Excerpts from point annotation data
================================

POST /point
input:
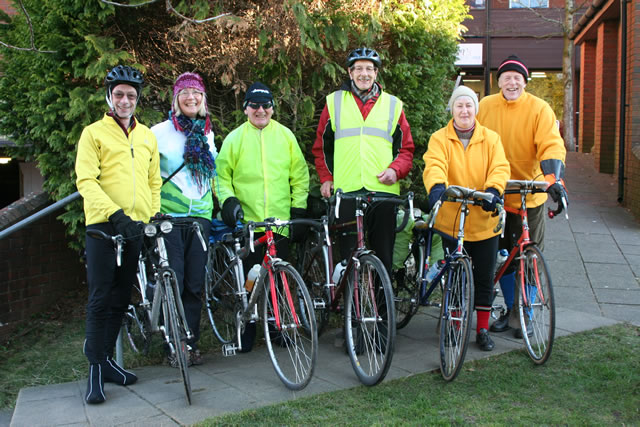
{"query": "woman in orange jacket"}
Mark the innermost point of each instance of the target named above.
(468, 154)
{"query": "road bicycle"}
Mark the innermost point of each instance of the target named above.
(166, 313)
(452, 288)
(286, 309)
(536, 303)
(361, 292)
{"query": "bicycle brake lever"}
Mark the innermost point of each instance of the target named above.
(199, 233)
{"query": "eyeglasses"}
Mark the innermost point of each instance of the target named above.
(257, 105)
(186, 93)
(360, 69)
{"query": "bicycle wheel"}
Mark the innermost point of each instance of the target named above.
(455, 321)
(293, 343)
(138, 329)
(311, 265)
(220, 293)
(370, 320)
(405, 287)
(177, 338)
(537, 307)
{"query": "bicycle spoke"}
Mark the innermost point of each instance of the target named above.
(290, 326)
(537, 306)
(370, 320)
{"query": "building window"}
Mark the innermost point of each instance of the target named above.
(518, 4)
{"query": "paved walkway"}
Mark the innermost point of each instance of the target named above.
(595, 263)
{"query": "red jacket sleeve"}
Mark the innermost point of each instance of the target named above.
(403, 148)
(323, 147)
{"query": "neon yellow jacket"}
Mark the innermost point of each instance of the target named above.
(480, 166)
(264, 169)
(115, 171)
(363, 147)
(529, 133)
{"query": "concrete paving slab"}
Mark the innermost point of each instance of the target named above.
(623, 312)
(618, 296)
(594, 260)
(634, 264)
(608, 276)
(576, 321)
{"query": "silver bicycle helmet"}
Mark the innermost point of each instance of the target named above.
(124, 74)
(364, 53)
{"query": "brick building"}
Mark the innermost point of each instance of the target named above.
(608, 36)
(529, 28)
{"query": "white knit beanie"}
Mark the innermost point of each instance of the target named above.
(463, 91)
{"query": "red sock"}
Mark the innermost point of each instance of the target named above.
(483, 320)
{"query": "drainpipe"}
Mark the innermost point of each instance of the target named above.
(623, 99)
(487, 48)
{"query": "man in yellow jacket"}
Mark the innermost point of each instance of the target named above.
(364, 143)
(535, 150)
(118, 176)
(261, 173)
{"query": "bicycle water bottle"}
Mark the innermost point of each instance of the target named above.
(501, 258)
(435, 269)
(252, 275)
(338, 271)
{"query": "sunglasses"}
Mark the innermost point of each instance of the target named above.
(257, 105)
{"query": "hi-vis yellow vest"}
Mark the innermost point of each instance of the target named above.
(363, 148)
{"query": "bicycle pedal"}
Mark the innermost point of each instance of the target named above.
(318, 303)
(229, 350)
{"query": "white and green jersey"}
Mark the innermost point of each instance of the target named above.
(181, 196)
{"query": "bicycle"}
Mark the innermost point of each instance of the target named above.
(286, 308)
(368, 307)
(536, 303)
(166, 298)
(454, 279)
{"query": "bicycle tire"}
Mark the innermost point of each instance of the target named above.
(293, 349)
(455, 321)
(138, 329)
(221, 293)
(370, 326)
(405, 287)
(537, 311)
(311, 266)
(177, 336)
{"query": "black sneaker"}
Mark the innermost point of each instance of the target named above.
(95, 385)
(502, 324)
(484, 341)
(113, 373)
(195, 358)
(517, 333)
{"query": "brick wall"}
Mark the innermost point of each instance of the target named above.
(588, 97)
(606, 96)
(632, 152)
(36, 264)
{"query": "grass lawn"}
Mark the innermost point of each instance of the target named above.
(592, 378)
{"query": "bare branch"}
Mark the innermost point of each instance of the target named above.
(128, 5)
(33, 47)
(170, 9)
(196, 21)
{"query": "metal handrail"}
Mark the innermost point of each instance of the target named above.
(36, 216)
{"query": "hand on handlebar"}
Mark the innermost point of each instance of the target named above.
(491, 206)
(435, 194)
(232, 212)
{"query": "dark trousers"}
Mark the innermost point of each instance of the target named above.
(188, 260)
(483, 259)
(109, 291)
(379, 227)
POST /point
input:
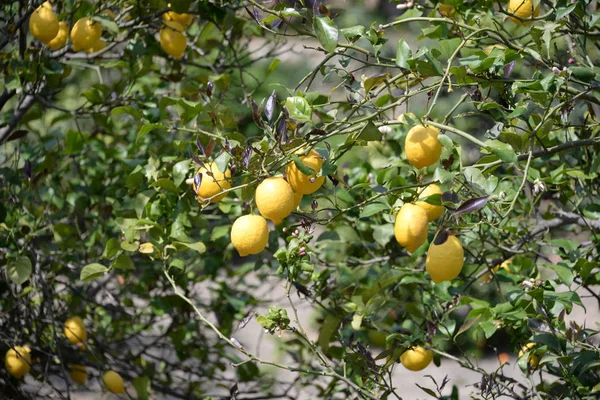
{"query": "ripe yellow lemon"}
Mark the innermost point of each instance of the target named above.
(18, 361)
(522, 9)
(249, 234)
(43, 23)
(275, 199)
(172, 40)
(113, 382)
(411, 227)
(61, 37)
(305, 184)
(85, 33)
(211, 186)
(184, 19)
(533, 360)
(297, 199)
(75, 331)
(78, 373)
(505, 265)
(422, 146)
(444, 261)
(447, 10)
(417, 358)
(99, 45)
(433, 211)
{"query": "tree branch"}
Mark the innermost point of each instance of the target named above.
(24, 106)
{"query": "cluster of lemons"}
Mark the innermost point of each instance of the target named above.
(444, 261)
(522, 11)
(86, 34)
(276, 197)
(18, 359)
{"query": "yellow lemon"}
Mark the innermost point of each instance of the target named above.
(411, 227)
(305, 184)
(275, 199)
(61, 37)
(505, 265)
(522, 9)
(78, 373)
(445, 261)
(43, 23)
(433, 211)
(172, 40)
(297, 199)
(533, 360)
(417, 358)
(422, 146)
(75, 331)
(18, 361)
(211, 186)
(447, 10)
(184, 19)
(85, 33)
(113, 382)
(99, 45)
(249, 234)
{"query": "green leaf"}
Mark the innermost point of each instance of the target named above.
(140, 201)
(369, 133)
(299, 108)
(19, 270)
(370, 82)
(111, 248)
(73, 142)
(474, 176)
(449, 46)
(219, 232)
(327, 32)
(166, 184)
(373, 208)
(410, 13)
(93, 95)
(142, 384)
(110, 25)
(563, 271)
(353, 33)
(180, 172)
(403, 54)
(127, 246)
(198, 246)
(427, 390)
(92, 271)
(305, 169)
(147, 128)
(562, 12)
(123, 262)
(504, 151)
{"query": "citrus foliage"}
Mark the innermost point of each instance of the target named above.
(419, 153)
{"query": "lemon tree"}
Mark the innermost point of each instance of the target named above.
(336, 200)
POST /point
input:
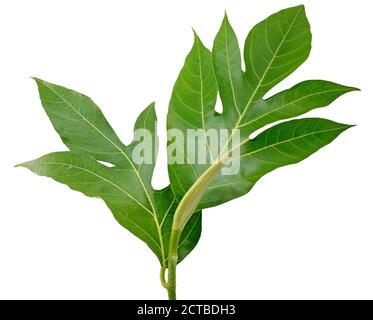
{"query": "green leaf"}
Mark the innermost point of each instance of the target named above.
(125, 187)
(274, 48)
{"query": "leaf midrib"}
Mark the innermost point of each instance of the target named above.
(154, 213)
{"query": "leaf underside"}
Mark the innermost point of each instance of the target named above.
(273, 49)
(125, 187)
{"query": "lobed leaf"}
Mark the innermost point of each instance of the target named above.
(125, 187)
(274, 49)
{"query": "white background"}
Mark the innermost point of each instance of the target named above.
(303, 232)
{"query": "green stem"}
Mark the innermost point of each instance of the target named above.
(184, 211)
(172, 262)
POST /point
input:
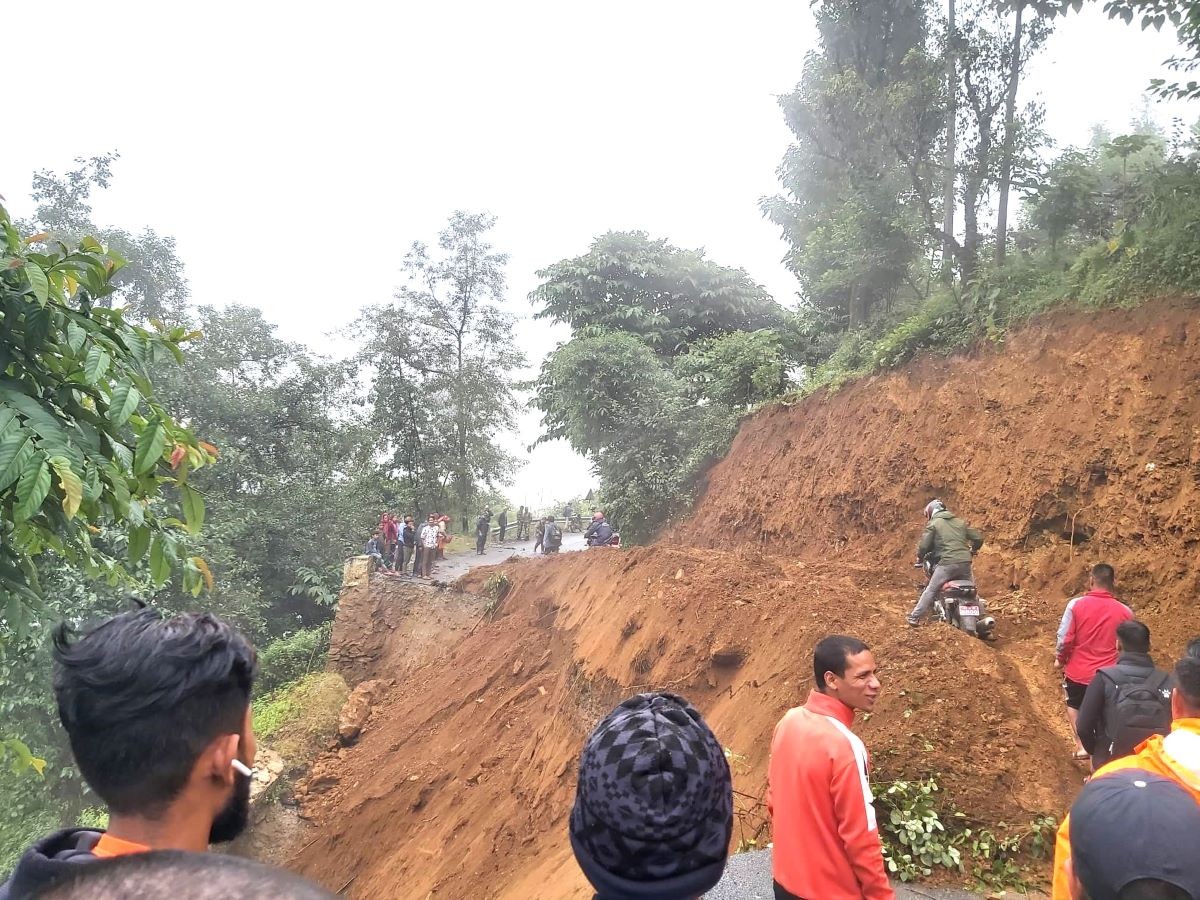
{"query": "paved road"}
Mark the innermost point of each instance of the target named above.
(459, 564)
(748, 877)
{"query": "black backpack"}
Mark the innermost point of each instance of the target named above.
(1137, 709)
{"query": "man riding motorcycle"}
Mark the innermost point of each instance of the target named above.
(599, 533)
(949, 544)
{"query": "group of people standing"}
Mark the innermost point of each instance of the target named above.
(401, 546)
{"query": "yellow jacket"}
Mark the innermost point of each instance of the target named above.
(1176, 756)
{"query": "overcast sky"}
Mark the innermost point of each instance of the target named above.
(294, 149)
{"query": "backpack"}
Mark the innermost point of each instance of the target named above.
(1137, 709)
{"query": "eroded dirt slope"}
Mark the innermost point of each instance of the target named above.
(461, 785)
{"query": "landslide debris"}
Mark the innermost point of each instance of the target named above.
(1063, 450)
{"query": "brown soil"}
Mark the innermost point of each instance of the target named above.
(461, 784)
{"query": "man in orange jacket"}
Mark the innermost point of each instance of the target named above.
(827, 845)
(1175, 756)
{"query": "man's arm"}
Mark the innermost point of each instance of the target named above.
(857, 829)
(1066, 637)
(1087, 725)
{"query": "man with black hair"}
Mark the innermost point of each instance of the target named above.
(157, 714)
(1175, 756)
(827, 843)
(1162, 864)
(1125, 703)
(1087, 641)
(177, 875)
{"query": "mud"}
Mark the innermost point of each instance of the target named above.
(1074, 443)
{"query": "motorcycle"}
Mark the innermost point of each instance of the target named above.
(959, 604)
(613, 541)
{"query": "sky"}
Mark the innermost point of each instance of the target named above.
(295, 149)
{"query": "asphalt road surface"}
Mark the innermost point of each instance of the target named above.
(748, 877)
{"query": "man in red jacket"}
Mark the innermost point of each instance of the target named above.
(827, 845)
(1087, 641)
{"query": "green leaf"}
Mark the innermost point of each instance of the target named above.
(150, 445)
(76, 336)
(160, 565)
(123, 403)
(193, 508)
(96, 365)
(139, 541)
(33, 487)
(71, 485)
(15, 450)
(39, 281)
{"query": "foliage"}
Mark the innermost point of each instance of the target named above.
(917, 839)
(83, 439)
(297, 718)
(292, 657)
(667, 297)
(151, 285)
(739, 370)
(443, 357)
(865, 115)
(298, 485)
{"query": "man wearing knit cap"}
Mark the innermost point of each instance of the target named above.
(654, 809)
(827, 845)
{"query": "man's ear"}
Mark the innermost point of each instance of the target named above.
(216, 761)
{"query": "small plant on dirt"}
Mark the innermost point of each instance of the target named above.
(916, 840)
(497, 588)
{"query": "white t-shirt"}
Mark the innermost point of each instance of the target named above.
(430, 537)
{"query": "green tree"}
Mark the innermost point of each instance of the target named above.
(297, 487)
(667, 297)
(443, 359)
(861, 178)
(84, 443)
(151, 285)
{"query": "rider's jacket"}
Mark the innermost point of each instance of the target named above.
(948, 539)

================================

■ WHAT TO WORK ON: Tally the lines of the material that contain the string "dirt", treating case as significant, and give only the number.

■ WRITTEN SOLUTION: 2